What you should do: Write out each record in full and exactly as given. Skip any pictures.

Data listing:
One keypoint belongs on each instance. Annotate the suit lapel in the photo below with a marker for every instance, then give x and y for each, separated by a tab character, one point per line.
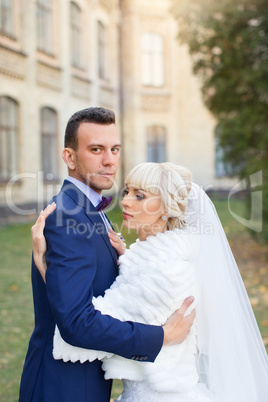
90	211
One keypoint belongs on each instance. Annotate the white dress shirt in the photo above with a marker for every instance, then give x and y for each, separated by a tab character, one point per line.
94	197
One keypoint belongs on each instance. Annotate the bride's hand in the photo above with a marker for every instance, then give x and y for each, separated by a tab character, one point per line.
39	241
117	242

Exercise output:
One keypoint belongs on each instance. Annotate the suit lapel in the photo below with a marker for every instance, then give x and y for each, separated by a tab character, one point per line.
90	211
One keypoint belongs on each instance. Annotate the white dress shirt in the photo above with a marker for every instance, then give x and y for each, separated by a tab character, one point per line.
94	197
One keypoint belongs on each instance. Annotate the bride's hand in the photo above with a marker for every instance, then give x and y for each, separated by a tab character, one point per line.
39	241
117	242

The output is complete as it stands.